**DATASET ENTRIES:**
━━━━━━━━━━━━━━━━━━━━

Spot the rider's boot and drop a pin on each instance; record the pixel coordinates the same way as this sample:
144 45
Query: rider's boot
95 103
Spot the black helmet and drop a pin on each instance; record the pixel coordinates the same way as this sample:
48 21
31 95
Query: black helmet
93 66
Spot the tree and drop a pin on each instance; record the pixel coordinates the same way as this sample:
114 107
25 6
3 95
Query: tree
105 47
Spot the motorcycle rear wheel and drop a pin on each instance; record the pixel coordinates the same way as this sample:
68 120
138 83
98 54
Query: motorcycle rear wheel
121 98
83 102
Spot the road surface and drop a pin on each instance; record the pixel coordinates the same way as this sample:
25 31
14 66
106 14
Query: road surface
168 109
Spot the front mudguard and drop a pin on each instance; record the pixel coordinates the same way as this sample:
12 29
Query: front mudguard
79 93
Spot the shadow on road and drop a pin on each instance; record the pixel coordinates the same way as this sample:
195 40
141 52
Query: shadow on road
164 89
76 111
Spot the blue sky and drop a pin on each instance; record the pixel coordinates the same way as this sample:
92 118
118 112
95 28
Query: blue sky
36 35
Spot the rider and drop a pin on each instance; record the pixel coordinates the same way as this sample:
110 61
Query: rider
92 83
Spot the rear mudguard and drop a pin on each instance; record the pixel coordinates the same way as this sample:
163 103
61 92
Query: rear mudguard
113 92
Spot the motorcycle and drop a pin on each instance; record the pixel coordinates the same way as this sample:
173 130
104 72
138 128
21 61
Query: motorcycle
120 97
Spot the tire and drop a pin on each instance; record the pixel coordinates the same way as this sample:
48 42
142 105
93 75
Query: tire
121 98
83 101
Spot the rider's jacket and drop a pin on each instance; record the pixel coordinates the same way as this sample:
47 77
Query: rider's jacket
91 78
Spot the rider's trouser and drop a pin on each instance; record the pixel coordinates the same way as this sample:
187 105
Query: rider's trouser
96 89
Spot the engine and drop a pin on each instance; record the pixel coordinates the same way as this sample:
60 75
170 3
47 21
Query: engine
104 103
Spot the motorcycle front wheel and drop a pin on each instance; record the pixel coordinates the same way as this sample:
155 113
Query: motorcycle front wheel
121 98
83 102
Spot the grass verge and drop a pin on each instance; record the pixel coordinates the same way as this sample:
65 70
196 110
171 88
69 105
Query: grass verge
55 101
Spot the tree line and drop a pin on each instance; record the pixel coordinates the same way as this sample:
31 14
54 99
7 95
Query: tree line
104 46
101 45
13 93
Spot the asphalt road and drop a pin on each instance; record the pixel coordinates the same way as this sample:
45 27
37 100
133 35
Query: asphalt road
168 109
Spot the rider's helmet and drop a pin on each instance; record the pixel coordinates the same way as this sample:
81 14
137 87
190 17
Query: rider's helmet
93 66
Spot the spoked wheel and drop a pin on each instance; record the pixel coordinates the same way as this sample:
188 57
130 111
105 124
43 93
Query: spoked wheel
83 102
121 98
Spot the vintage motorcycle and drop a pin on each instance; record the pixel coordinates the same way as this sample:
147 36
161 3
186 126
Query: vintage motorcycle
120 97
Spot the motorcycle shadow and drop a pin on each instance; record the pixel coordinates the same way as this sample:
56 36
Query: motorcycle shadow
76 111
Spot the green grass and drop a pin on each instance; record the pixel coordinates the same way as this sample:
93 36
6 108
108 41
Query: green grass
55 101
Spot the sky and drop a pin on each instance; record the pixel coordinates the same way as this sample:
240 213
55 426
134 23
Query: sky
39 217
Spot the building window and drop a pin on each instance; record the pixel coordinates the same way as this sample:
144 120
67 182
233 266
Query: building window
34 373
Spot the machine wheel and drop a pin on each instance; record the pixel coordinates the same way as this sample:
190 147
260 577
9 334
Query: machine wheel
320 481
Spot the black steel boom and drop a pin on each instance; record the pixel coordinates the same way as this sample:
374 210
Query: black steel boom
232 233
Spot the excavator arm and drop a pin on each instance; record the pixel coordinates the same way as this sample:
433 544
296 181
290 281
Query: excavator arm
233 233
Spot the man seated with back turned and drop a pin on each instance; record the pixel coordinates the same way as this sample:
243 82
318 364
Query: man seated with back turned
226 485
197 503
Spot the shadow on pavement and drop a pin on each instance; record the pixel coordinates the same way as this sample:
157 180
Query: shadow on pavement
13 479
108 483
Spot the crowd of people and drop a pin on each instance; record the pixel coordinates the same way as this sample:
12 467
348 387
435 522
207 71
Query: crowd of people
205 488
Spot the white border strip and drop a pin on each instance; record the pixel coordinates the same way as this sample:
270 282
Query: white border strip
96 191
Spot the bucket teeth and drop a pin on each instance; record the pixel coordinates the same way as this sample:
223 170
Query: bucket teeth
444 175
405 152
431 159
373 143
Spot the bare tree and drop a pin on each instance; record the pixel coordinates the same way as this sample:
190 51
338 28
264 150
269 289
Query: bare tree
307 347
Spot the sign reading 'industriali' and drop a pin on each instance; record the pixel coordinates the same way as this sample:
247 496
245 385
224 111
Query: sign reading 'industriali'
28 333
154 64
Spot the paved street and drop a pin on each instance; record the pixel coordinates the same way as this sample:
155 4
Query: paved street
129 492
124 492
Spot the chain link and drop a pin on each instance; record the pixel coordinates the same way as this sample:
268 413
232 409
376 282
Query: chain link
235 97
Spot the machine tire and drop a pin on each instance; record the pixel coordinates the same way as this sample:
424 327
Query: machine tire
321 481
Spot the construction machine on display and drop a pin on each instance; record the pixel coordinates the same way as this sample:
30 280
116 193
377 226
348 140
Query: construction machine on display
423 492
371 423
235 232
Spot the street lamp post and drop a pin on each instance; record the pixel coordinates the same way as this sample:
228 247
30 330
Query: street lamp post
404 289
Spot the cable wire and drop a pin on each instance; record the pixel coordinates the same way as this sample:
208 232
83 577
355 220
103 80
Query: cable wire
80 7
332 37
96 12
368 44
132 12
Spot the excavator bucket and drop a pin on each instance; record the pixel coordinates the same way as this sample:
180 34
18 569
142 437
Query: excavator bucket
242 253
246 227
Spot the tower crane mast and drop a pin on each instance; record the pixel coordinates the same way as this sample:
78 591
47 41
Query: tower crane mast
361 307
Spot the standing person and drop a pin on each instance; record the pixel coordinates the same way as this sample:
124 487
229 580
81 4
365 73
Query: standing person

━━━━━━━━━━━━━━━━━━━━

**YOUR GOAL:** For this exercise, find all lines in the records containing the word "standing" and copy them.

**YOUR SOLUTION:**
Spot the standing person and drop a pin on each instance; record the pixel coordinates the same way as this sample:
Query: standing person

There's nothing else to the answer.